> AIM OF THE TASK: Pull out every line of the material below that contains the string "stone". Case counts, so a match must use the same capital and lowercase letters.

-------- PROVIDED ENTRIES --------

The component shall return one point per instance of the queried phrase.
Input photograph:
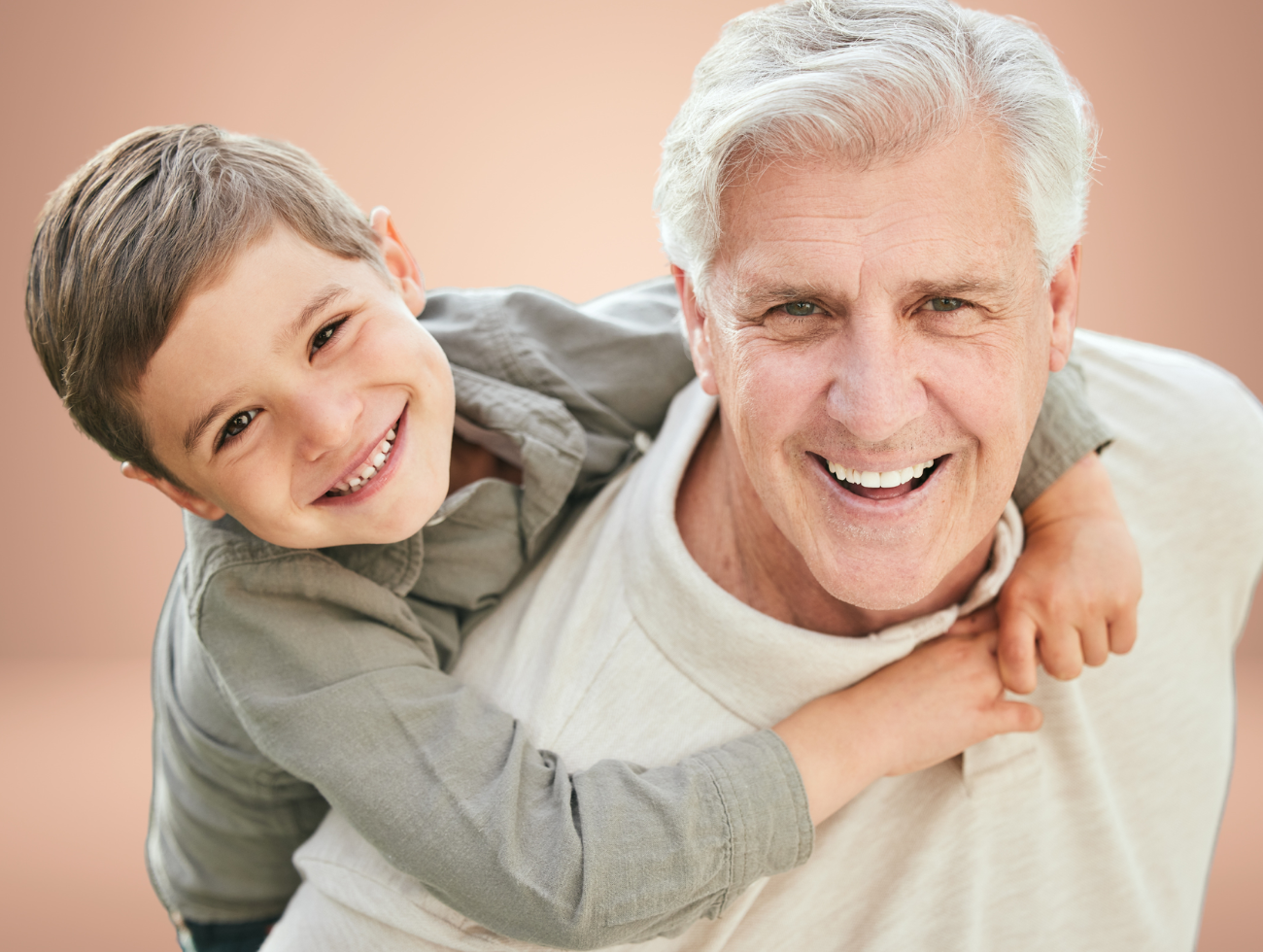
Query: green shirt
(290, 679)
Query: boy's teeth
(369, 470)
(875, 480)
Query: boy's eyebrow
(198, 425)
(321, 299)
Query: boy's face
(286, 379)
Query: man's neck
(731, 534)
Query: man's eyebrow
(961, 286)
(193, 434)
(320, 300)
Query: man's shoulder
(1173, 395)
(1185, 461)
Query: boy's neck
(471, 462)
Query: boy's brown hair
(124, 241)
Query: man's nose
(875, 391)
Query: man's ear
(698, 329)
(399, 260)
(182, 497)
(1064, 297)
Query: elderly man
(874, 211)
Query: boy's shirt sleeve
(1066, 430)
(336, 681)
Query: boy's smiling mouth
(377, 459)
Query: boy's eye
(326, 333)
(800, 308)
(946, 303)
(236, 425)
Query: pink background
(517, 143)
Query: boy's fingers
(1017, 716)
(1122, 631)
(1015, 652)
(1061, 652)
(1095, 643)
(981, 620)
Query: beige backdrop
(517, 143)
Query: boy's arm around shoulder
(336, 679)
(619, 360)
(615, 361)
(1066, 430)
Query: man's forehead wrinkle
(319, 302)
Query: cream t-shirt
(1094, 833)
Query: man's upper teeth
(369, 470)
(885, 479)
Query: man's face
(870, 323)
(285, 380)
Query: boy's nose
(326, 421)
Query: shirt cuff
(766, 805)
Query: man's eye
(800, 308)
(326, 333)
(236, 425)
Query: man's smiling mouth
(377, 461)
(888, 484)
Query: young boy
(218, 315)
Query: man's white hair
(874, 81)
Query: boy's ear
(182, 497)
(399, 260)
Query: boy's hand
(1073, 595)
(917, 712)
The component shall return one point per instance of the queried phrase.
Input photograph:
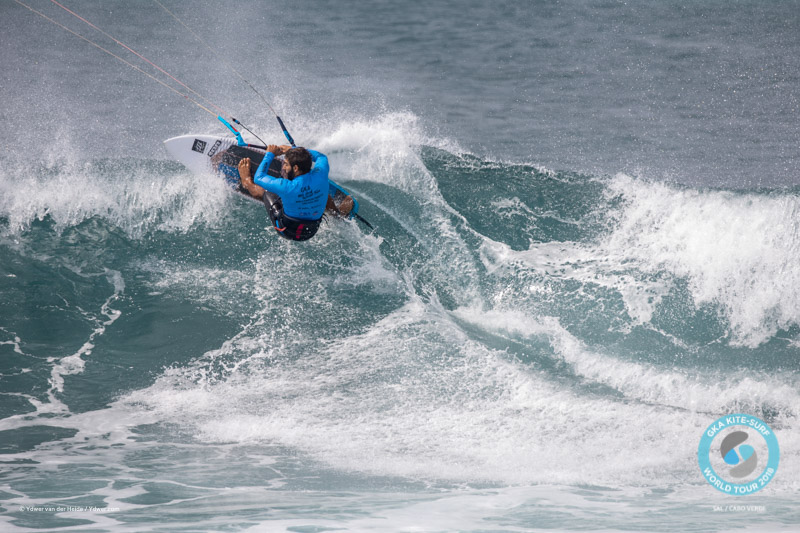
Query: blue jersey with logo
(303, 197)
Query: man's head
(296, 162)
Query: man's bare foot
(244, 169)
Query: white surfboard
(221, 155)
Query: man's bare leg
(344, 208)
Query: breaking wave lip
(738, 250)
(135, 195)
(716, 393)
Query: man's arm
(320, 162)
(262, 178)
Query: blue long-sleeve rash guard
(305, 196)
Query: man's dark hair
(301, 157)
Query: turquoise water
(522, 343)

--------
-------- PROVIDED ENTRIES --------

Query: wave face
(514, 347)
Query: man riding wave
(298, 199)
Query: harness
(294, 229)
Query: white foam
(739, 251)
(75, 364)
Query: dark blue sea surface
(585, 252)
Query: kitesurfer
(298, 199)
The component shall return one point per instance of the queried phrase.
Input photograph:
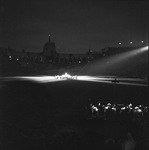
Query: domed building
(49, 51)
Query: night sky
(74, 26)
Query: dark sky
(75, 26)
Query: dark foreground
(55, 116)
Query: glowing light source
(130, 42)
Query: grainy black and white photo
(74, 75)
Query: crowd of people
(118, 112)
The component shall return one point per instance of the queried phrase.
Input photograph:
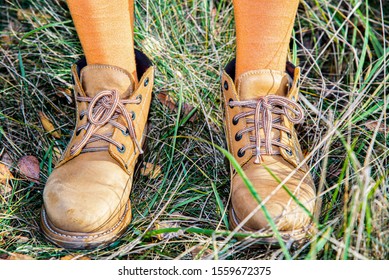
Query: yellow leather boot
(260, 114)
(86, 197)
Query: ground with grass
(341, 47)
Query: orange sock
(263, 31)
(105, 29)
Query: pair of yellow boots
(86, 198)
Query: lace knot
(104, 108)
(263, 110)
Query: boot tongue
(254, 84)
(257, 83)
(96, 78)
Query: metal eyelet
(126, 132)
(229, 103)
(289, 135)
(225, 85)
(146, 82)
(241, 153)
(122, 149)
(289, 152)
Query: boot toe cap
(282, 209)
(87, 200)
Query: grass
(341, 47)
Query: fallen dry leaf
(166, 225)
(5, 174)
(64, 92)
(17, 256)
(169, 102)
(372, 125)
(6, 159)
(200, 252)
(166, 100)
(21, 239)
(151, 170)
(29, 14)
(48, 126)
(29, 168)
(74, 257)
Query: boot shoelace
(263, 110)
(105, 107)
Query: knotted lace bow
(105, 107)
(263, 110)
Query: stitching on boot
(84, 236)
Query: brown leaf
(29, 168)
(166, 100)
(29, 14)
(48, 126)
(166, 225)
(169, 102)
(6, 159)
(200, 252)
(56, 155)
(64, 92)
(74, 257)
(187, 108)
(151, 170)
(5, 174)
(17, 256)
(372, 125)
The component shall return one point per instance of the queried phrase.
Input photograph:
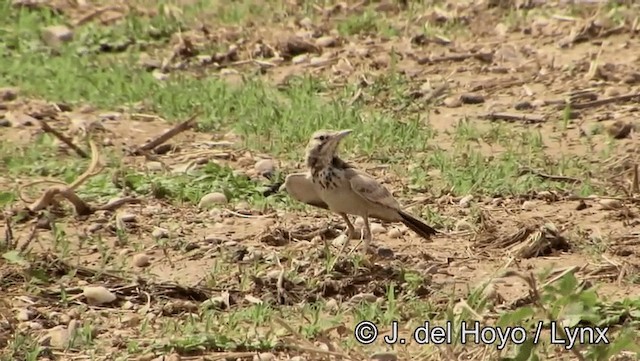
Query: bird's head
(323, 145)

--------
-------- PROVIDED ENTRIES --------

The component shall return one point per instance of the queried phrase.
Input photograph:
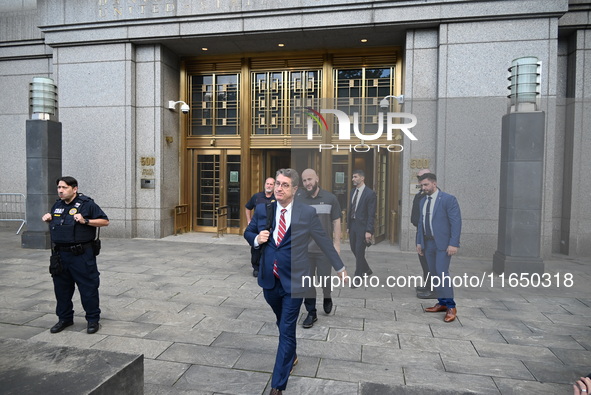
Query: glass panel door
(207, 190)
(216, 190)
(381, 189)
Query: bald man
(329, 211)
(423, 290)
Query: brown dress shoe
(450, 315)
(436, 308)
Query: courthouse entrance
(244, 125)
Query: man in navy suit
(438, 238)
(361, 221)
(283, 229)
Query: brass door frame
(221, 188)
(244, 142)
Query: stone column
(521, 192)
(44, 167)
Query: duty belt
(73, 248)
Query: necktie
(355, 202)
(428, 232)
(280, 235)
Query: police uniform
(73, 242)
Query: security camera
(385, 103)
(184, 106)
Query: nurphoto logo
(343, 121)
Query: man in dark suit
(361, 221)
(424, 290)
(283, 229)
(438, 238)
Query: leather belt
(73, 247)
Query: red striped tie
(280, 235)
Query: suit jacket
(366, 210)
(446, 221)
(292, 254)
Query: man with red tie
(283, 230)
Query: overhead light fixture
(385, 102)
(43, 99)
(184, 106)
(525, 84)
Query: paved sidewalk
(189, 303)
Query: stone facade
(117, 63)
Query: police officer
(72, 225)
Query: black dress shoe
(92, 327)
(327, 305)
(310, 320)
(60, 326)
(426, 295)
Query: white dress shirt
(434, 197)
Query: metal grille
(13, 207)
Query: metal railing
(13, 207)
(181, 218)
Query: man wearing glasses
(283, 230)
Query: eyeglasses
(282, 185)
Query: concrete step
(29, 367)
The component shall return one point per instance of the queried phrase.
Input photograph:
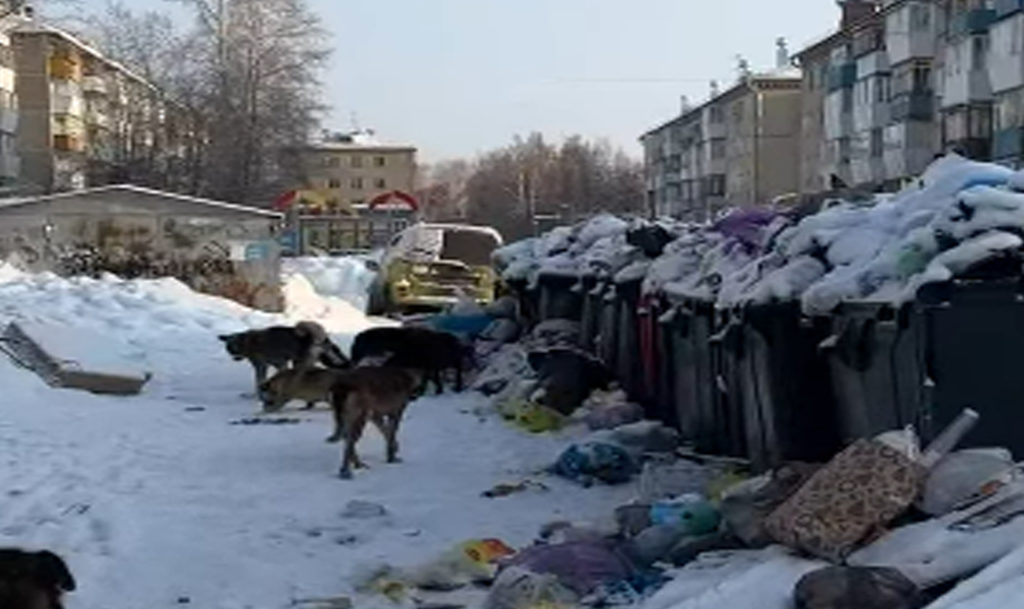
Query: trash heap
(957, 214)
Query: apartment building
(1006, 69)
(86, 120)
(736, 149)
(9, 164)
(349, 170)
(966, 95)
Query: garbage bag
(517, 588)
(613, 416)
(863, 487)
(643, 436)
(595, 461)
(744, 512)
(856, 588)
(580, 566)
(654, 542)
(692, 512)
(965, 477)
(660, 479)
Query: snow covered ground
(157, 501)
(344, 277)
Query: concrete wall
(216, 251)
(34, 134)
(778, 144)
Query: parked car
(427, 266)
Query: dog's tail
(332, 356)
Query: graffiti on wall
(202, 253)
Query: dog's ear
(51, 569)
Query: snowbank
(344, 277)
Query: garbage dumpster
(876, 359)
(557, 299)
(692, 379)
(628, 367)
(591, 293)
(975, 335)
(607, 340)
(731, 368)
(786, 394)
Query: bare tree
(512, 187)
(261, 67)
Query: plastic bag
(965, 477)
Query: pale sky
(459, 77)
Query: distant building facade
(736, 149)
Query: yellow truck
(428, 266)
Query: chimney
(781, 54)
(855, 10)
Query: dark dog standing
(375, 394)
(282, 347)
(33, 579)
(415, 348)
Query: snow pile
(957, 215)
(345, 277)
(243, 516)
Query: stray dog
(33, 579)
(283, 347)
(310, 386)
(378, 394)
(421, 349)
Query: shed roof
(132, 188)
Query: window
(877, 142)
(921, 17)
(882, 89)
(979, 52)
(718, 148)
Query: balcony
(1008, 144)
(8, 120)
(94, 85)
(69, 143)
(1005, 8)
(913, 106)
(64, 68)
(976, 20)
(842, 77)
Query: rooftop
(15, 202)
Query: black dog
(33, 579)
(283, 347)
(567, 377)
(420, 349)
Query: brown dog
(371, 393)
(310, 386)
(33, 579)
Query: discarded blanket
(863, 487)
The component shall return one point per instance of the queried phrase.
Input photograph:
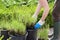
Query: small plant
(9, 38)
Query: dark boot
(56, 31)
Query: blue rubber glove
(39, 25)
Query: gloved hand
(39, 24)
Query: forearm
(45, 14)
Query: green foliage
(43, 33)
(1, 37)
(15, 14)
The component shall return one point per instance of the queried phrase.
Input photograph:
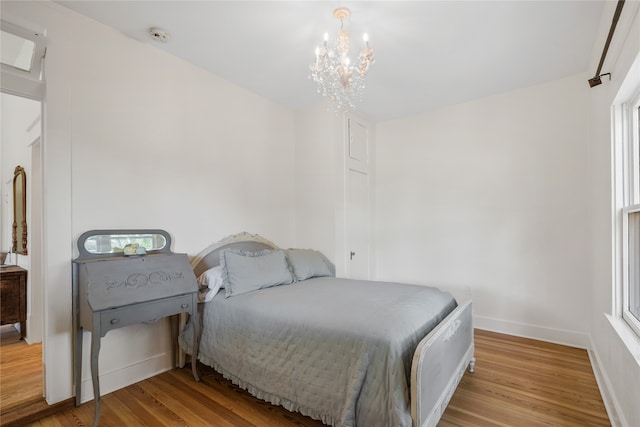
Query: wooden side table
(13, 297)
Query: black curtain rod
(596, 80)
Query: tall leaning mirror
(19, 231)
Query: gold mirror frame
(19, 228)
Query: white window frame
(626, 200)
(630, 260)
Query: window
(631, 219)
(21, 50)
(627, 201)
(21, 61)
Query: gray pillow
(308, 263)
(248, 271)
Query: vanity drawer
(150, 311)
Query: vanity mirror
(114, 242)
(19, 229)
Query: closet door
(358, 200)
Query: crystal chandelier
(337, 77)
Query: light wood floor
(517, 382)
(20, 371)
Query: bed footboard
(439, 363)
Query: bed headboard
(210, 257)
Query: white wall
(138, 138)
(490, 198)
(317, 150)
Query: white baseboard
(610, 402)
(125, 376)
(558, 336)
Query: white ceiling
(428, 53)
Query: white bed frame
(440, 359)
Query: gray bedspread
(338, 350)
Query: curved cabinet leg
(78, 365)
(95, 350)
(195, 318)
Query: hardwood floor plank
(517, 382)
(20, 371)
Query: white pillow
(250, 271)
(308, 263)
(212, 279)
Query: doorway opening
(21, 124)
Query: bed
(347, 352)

--------

> EXERCISE OUTPUT:
Query: stone column
Query: stone facade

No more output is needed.